* START DATA RECORDS *

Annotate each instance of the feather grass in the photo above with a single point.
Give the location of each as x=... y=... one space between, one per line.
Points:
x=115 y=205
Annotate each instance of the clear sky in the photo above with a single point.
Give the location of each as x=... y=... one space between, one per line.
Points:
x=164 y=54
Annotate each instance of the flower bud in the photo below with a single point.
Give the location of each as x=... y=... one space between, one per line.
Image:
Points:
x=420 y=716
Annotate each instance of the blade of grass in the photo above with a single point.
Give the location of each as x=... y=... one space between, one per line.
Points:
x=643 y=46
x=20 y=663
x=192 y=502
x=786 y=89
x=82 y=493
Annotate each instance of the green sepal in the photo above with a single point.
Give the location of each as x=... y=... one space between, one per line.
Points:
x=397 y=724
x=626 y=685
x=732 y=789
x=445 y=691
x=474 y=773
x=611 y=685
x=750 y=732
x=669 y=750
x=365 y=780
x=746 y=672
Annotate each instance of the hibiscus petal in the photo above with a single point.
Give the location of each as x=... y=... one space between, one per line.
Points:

* END DATA RECORDS *
* START DATA RECORDS *

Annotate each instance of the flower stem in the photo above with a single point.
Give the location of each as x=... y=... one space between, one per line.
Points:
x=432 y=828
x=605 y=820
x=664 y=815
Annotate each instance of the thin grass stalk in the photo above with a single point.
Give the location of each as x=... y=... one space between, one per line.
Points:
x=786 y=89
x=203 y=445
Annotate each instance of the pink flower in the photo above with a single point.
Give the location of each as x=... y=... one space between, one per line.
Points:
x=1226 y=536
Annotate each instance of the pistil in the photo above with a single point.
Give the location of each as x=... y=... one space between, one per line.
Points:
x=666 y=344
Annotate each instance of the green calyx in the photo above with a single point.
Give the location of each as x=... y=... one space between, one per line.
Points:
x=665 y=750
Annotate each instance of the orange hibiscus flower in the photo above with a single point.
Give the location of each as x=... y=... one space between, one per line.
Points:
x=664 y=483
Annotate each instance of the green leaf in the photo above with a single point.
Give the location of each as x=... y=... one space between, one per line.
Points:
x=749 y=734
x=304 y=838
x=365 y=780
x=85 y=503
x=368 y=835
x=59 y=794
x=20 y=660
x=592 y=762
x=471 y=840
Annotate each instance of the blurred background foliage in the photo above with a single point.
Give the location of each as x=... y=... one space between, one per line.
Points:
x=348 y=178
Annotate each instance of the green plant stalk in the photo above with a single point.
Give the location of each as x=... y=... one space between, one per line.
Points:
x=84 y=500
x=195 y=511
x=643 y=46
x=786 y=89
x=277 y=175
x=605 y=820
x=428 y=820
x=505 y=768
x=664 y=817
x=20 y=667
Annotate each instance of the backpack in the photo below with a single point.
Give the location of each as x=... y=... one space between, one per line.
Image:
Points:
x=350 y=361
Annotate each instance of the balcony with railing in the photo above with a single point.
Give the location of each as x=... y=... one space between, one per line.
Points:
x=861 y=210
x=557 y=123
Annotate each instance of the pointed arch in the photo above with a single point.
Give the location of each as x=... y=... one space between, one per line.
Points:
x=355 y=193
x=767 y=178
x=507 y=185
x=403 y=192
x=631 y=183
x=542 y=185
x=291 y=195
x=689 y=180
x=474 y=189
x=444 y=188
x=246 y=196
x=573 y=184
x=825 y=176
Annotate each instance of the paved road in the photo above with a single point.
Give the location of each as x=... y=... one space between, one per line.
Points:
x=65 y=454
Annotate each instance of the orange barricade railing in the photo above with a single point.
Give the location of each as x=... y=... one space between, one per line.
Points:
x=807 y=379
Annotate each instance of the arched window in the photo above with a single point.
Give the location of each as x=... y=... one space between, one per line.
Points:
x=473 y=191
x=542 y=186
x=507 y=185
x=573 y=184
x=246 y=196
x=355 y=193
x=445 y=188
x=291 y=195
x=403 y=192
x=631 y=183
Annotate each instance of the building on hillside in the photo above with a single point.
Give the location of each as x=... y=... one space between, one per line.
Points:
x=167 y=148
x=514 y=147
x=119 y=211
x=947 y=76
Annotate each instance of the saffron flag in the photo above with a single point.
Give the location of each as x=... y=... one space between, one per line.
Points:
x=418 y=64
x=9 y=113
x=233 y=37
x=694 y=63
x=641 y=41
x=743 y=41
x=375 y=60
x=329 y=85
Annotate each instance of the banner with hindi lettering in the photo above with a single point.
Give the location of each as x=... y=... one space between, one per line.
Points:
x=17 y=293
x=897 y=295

* END DATA RECORDS *
* START DATA RECORDS *

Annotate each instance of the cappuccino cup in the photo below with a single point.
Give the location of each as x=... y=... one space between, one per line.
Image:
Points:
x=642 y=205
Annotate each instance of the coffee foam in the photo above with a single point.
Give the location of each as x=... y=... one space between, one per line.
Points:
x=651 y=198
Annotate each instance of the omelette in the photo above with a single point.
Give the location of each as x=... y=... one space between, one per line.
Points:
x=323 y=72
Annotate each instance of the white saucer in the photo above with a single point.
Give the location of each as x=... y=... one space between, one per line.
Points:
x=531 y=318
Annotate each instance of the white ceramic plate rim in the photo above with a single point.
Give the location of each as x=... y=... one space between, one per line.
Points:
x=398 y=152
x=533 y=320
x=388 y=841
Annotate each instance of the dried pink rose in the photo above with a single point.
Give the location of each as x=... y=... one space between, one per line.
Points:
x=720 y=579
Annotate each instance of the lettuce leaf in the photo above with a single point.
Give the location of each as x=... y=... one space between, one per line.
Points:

* END DATA RECORDS *

» REQUIREMENT
Arrange the lines from the line with "Annotate each instance of the feather" to the line with "x=746 y=672" as a Markdown table with the columns Row and Line, leaving out blank lines.

» THE COMPLETED TASK
| Row | Line |
|---|---|
| 1 | Annotate each instance of the feather grass in the photo above with a single point. |
| 2 | Give the location of each as x=... y=... one space between, one per line. |
| 3 | Points: |
| 4 | x=115 y=205 |
| 5 | Annotate each instance of the clear sky in the photo above with a single point. |
| 6 | Give the location of each as x=... y=... one space between, one per line. |
| 7 | Points: |
| 8 | x=164 y=54 |
| 9 | Annotate each instance of the flower bud in the photo below with a single point. |
| 10 | Give the location of each as x=... y=... one space between, one per line. |
| 11 | Image: |
| 12 | Points: |
| 13 | x=420 y=716 |
| 14 | Annotate each instance of the blade of grass in the photo above with a single point. |
| 15 | Give the location of each as x=... y=... one space between, one per line. |
| 16 | Points: |
| 17 | x=643 y=46 |
| 18 | x=20 y=663 |
| 19 | x=192 y=502 |
| 20 | x=786 y=89 |
| 21 | x=82 y=493 |
| 22 | Annotate each instance of the green sepal in the photo above with a single point. |
| 23 | Give the location of each as x=... y=... one space between, one per line. |
| 24 | Points: |
| 25 | x=397 y=724 |
| 26 | x=626 y=685 |
| 27 | x=732 y=789 |
| 28 | x=445 y=691 |
| 29 | x=474 y=773 |
| 30 | x=611 y=685 |
| 31 | x=750 y=732 |
| 32 | x=669 y=750 |
| 33 | x=365 y=780 |
| 34 | x=746 y=672 |